- **DOCUMENT SECTION**
4⃣ Progress of the new capex upcoming at Raipur. Apl Apollo is putting up a 100% Value Added Capex at Raipur for 1.5 Million tonnes of capacity. The progress of this is crucial for investors to track. As some of the products here will have an Ebitda per tonne of Rs 20,000+.
Mastek 🔽🔽-

One of the oldest IT companies, which is finally into a new Avatar post demerging its products business and focusing purely on the services part of the pie. Mastek has emerged as an important player when it comes to Public sector business in UK and Oracle (imple).
Things to track:-

1⃣Any new contract wins expected?
2⃣Any softness in UK Governments Digital spend.
3⃣Attrition rates
4⃣Margins sustaining at 20%+.
5⃣Will they be back to sequential growth from Q4 onwards?
6⃣Longer term:- Capabilities they are building apart from Oracle implementation.
7⃣Acquisitions being planned in the USA.
IIFL Finance:-

IIFL Finance is a multiliner NBFC with Multiple Business lines.

31% of Aum is in Gold Loans
35% of Aum is in Housing Loans
15% in Business Loans
11% in Microfinance
8% Construction and Real estate
Things to Track

1⃣ Yields in Gold Loans Aum as the competition in this segment has been increasing. Maintaining above 17.4% will be good.

2⃣AUM growth in the Housing Segment and the Average Ticket Size.

3⃣ Pick up in the Microfinance AUM growth given the removal of Yield caps
4⃣Trend of growth/degrowth in Construction and Real estate business.

5⃣Trend of Loan Losses and Provisions as a % of AUM. This used to be 1-1.5%, but post covid has increased to almost 3%. Normalisation is a key monitorable.
6⃣ Branch openings and AUM Growth along with incremental ROA and ROE numbers.

7⃣ The asset quality trends by checking the GNPAs and SMA Bucket trends in various loan classes.
8⃣ Finally, Another key monitorable will be is the cost of funds in the coming quarters, as they have been buying back Foreign bonds.
Radico Khaitan:-

Radico Khaitan has been one of the few Indian Companies in the Alcohol space which has built Domestic Brands like Magic Moments, Jaisalmer and 8pm etc. Along with this they have started the export of other brands like Rampur.
Things to Track:-

1⃣ One of the key changes in has been that they announced a Debt Funded capex of 750 crores for backwards integration.

2⃣ Due to governments ethanol blending programme. Co expects diversion of molasses and grain based ENA towards Ethanol.
3⃣ To secure its raw material supply+maintain high quality ENA for its Prestige and Above segment, Radico announced this capex.

4⃣ This seems to be a long term positive but short term pain type of move (I can be totally wrong, form your own views).
5⃣ Anti Thesis remains that other players like UNSP and Pernod Ricard don’t see this as a risk and continue to outsource manufacturing of ENAm just focusing on Brand Building. Radico has similar margins vs UNSP due to partly being backward integrated at Rampur (lesser P&A mix).

- **EXCERPTED DATA**
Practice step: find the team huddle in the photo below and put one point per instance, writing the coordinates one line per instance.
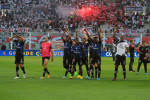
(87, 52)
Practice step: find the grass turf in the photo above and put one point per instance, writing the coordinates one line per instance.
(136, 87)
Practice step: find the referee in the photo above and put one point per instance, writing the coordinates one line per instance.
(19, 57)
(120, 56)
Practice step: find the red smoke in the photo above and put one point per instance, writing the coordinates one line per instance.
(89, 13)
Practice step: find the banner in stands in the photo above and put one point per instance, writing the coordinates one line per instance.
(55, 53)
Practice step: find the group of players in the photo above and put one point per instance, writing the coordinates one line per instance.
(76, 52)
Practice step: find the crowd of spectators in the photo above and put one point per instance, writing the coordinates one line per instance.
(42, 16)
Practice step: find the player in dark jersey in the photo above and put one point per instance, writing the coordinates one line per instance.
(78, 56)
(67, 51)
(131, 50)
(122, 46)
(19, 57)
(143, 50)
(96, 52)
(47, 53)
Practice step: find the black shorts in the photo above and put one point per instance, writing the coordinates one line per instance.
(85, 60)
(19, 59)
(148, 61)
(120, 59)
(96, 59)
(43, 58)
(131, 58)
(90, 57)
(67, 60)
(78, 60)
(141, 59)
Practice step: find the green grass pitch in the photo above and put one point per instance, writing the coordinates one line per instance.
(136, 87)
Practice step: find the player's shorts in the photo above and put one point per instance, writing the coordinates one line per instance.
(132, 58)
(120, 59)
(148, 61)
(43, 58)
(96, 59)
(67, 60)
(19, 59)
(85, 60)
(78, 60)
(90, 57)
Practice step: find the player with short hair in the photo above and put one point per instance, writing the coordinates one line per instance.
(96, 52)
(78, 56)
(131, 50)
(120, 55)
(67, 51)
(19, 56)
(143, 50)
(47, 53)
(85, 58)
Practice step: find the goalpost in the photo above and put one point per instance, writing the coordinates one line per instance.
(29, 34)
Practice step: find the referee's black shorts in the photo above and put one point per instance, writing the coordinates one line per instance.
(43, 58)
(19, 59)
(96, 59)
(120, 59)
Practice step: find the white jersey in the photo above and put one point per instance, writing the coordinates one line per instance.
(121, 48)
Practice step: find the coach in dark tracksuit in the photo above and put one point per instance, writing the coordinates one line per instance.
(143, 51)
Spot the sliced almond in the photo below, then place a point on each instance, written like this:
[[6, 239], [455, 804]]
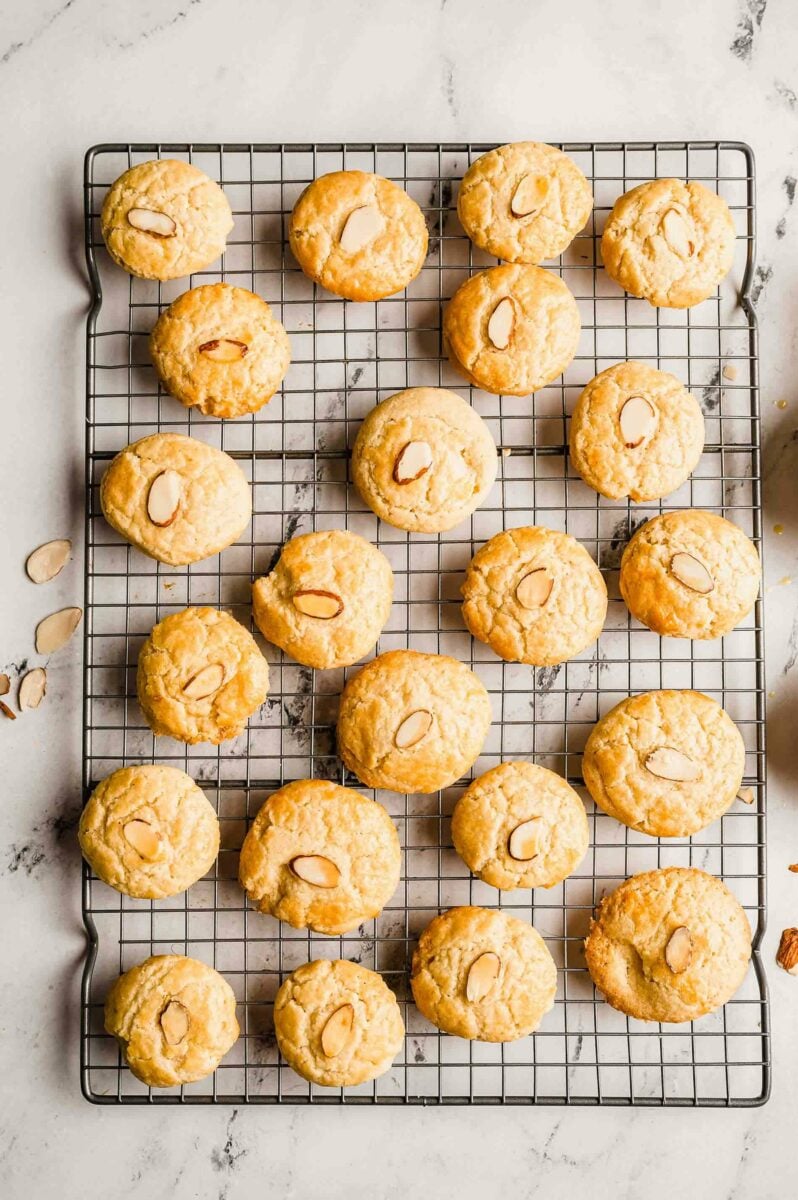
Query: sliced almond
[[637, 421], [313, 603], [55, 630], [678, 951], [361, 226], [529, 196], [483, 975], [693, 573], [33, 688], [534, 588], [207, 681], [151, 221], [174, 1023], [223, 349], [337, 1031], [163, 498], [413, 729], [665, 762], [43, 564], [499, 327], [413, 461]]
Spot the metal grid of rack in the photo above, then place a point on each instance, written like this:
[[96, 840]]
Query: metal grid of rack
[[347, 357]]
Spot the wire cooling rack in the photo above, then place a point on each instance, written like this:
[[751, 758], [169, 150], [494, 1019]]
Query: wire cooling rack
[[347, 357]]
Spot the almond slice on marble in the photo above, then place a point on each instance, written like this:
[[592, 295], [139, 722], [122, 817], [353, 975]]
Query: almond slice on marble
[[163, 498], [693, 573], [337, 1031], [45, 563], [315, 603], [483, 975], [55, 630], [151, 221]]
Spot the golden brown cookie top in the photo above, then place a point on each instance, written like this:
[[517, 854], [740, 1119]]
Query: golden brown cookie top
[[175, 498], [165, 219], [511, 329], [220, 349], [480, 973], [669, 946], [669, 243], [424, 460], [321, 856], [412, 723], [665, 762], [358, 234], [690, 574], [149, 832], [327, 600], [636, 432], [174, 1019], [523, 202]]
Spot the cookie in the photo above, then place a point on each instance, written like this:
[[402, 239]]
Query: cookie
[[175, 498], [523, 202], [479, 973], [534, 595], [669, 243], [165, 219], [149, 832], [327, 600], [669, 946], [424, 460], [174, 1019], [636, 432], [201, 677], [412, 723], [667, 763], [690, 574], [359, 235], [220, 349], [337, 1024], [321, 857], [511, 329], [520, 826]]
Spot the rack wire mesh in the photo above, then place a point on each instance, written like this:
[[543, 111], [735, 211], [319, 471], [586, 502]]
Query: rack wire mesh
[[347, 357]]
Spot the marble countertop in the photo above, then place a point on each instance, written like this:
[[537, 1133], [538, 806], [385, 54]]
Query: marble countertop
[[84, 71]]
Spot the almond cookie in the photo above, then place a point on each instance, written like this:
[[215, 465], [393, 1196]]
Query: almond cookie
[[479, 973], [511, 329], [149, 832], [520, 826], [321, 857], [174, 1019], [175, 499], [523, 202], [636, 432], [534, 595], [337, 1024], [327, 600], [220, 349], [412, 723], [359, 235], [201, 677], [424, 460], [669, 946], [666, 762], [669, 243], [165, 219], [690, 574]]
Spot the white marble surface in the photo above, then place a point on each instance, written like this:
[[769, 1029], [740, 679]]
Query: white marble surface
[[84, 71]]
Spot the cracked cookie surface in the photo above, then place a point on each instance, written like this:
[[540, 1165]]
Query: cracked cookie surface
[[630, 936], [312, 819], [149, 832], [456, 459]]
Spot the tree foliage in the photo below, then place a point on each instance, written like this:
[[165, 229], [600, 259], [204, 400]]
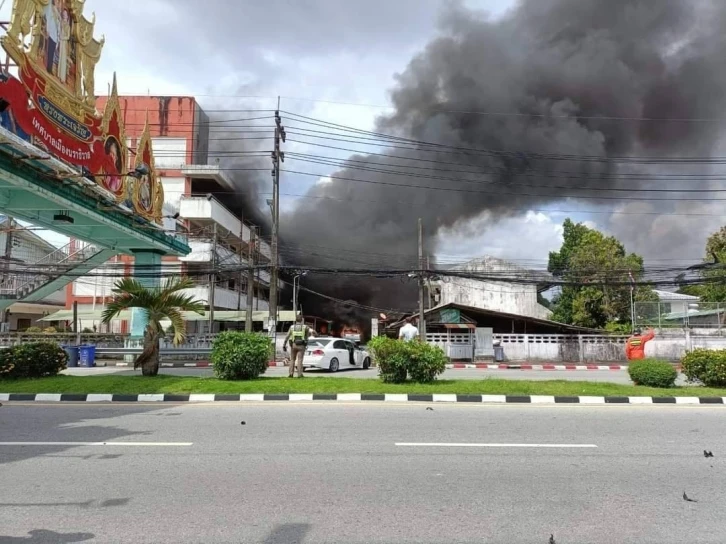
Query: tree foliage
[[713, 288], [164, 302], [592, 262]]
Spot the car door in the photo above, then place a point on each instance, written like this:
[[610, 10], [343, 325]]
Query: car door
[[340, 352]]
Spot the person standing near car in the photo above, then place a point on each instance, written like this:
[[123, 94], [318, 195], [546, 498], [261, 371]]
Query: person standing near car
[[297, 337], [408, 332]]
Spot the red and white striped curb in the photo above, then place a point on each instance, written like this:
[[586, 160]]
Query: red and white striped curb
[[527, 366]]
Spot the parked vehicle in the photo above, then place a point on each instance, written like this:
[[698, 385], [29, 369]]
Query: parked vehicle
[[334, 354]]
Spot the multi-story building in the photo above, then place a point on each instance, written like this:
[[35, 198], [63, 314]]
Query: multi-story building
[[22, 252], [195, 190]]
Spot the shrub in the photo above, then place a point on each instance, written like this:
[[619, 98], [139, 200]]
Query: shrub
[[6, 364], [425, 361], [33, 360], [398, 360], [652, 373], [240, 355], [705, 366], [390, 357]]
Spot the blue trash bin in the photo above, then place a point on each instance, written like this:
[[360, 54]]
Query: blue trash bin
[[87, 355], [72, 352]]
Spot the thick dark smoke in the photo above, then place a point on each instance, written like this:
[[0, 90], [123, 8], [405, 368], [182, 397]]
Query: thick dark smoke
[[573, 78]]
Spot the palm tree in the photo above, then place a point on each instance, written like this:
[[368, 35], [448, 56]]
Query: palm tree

- **EXERCISE DIRECTIONS**
In the company-tracking notes above, rewrite the paragraph beginning "Radico Khaitan has been one of the few" as a short bulleted list that keeps its main facts.

- **RESPONSE TO THIS TASK**
- Radico Khaitan is one of the few Indian companies in the alcohol space to have built domestic brands.
- These brands include Magic Moments, Jaisalmer and 8pm.
- The company has also begun exporting other brands, such as Rampur.